§ Exercise task: The entries below should be transcribed in their entirety, exactly as written.

== Exercise data

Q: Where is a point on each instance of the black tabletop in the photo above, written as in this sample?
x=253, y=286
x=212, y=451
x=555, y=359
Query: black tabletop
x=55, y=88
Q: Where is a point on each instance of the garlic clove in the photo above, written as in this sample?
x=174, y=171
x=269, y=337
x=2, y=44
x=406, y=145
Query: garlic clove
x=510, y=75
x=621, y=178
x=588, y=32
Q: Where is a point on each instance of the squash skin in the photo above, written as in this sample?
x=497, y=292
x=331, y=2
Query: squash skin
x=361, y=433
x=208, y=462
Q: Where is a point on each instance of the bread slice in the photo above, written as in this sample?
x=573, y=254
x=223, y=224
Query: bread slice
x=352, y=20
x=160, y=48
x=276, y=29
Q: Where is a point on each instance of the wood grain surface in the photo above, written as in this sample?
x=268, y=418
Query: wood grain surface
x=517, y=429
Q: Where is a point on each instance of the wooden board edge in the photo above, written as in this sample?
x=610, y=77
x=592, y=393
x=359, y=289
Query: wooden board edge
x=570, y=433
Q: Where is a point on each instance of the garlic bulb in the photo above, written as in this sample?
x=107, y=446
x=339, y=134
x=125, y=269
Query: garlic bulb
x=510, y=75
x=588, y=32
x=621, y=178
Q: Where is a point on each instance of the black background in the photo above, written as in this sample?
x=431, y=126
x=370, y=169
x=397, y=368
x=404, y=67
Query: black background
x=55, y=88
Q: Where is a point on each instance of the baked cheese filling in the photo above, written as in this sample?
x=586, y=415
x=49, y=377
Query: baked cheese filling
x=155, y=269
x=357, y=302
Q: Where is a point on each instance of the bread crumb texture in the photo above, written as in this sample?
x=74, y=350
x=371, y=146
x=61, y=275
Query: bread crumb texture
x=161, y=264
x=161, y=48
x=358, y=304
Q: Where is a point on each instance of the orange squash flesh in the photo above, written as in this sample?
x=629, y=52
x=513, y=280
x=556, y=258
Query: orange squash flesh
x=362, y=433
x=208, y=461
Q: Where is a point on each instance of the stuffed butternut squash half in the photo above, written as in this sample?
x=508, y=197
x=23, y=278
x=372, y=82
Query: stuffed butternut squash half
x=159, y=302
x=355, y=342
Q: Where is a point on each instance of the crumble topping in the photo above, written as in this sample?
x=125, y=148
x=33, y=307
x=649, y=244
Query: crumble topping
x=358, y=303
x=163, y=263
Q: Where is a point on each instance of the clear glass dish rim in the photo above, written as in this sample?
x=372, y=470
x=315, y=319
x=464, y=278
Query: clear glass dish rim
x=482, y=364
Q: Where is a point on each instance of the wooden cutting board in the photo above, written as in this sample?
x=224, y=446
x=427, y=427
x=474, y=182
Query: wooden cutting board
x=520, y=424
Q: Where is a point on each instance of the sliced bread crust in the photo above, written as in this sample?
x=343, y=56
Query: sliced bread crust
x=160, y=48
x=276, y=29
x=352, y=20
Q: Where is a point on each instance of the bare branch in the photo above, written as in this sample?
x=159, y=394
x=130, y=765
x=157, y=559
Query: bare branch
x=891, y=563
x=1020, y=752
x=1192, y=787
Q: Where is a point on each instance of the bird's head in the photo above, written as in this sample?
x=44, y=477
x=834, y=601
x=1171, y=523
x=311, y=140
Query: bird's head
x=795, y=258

====

§ Reply to the exercise:
Q: Where is a point on each instance of the black tabletop in the photo above, written as in this sample?
x=253, y=286
x=212, y=451
x=555, y=359
Query: black tabletop
x=55, y=88
Q: Where is a point on each instance of the garlic clove in the photo above, written as in this sample?
x=174, y=171
x=269, y=337
x=2, y=44
x=406, y=145
Query: garlic clove
x=510, y=75
x=621, y=178
x=588, y=32
Q: Where is a point on each instance of the squash skin in the photo above, written as in this sample?
x=497, y=292
x=331, y=2
Query: squash skin
x=361, y=433
x=208, y=462
Q: Where is a point on each instance of the bread slice in the photo above, written as in this sample?
x=573, y=254
x=223, y=224
Query: bread slice
x=352, y=20
x=160, y=48
x=276, y=29
Q: Where is a point on each instance of the wood grain surface in the photo above, written as in this sample?
x=268, y=418
Query: wood grain surface
x=517, y=429
Q: Where is a point on each instance of the wooden board edge in the photo above, written as in this sample?
x=610, y=77
x=592, y=393
x=359, y=289
Query: wooden board edge
x=570, y=433
Q: Where is a point on each instance of the garlic bulb in the photo above, written as in this sample?
x=107, y=446
x=339, y=134
x=125, y=269
Query: garlic bulb
x=510, y=75
x=588, y=32
x=621, y=178
Q: Where is a point on each instance of the black background in the photo above, written as in this sample?
x=431, y=126
x=370, y=169
x=397, y=368
x=404, y=67
Query: black background
x=55, y=88
Q: Where is a point on each instance of the baked cheese filling in the photo above, written as in this sample?
x=586, y=415
x=49, y=377
Query: baked cheese filling
x=155, y=269
x=357, y=302
Q: Where is a point on each instance of the bread crumb texture in the photo above, written as in this sample?
x=74, y=350
x=371, y=146
x=61, y=275
Query: bread crumb texture
x=161, y=264
x=161, y=48
x=358, y=304
Q: Where is a point on each instance of the orange squash flesh in the photo above, written as in this sample?
x=629, y=52
x=513, y=280
x=556, y=258
Query: orange squash flesh
x=362, y=433
x=208, y=461
Q: Where is a point on each instance of the stuffed butternut squash half in the photo above, written as in this sample?
x=508, y=197
x=23, y=278
x=372, y=82
Query: stuffed butternut squash half
x=159, y=302
x=355, y=342
Q: Where is a point on each instance of the crumble topping in the photo above, written as in this sample?
x=125, y=148
x=33, y=307
x=649, y=244
Query: crumble topping
x=358, y=303
x=163, y=263
Q: Where is a point on each instance of the clear glass dish rim in the photo above, written as in this sample?
x=372, y=470
x=315, y=319
x=464, y=278
Query: clear glass dish rim
x=482, y=364
Q: Where is a point on each instance of the wooden cutting board in the photo above, written as in this sample?
x=224, y=446
x=427, y=427
x=474, y=182
Query: wooden cutting board
x=520, y=424
Q: Where is a point on each instance of the sliced bread crust in the photo above, written as in this sample?
x=343, y=56
Query: sliced bread crust
x=160, y=48
x=276, y=29
x=352, y=20
Q: Where is a point on each instance of the bare branch in the photo above, written as in this sample?
x=159, y=394
x=130, y=765
x=157, y=559
Query: bare branch
x=891, y=563
x=1020, y=752
x=1192, y=787
Q: Where is a point on each instance of the bird's head in the photo above, written as in this sample?
x=44, y=477
x=834, y=601
x=1171, y=523
x=311, y=140
Query: bird's head
x=795, y=258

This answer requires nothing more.